* _Exercise 1_
Answer these questions about the headphone discussion:
(a) Which two headphone models does it call excellent and cheaper than the HD800?
(b) What do Rogue tube amps' built-in headphone jacks not compare to?
(c) What price does it give for a Grado battery headphone amp?
* _Exercise 2_
Reproduce the part of the headphone discussion starting at "I am an ex-Harbeth" and ending at "feel the need.".

* _Supplied text_
_ _ _

If you love Harbeths, I have a hard time believing you'll like the HD800, at least not without over-the-top warm tubes. Have you heard them? I heard them a while ago, and was not impressed (poor Qualia 010 ripoff). The HD650 or HD600 are both excellent, cheaper, and may be more along the lines of your Harbeth's sonics.
Also note that while Rogue tube amps are great, their built-in headphone jacks will not compare to a decent standalone headphone amp, or integrateds with a reputation for good headphone jacks.
Mulveling's post really hits the nail on the head and I say this based on experience with equipment mentioned in post(s). I appreciate those who show respect for their neighbors rather than the common me me me behaviors that have become the norm in many places. Thank you for your civility which is becoming something of a rarity in so many areas of western life.
I am an ex-Harbeth owner myself and I would recommend you take a listen to the Grado GS-1000i phones. I basically consider myself a headphone hater and I much prefer listening to speakers in a real space. To me, whatever frequency-based or alleged sonic superiorities of other phones, IMO the Grados sound more like listening to my speakers and less like headphones. At the latest NY show, I listened to many different phones and, except for the Stax, I still preferred the Grados for that reason. Plus,they will sound absolutely wonderful with a Grado battery headphone amp for $350, which is a definite plus. You can always upgrade the headphone amp later if you feel the need.

_ _ _

* _Data lines_
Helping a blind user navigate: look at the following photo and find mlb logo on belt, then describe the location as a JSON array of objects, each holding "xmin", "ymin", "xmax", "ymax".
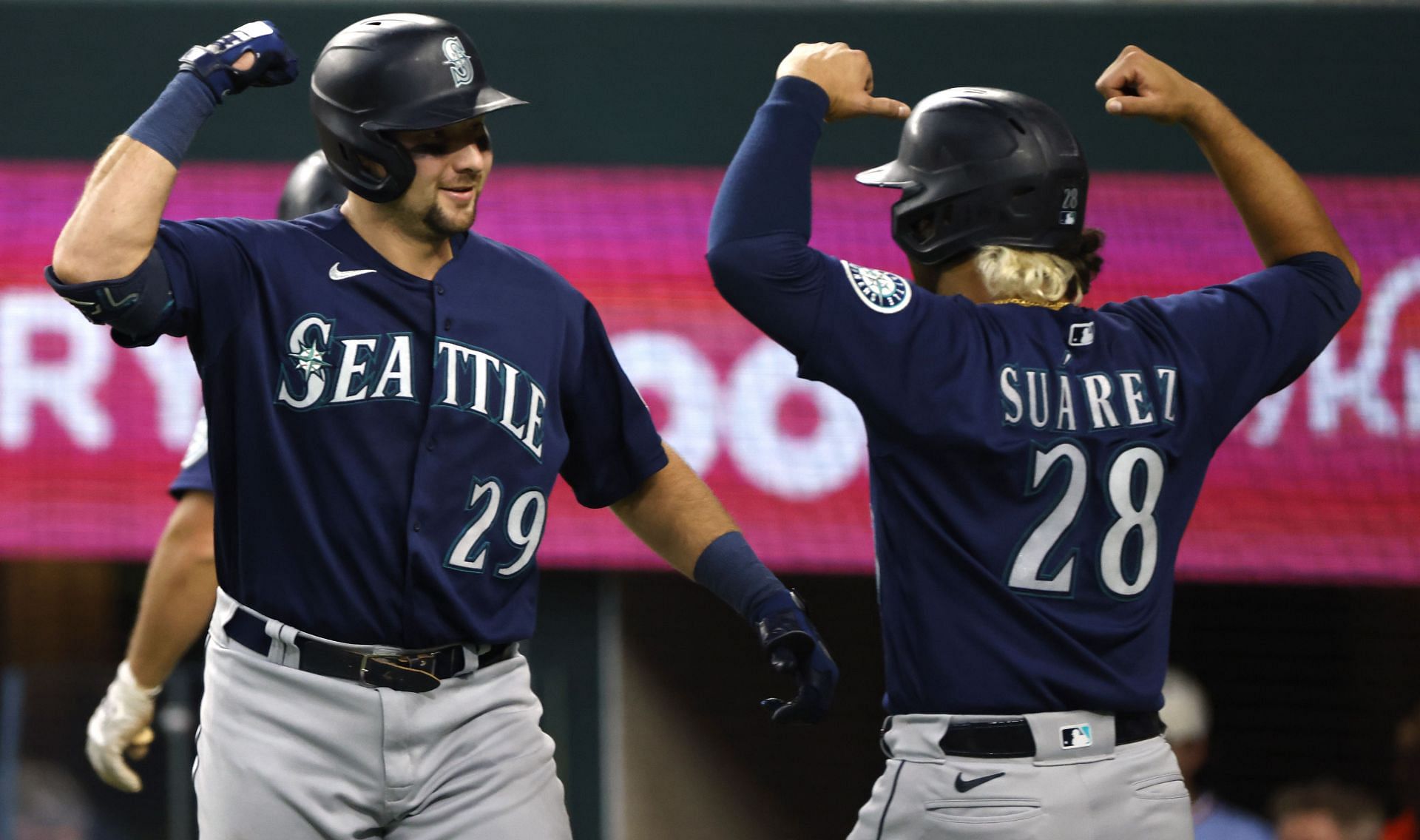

_ _ _

* _Complete response 1_
(a) The HD650 and the HD600.
(b) A decent standalone headphone amp, or integrateds with a reputation for good headphone jacks.
(c) $350.

* _Complete response 2_
I am an ex-Harbeth owner myself and I would recommend you take a listen to the Grado GS-1000i phones. I basically consider myself a headphone hater and I much prefer listening to speakers in a real space. To me, whatever frequency-based or alleged sonic superiorities of other phones, IMO the Grados sound more like listening to my speakers and less like headphones. At the latest NY show, I listened to many different phones and, except for the Stax, I still preferred the Grados for that reason. Plus,they will sound absolutely wonderful with a Grado battery headphone amp for $350, which is a definite plus. You can always upgrade the headphone amp later if you feel the need.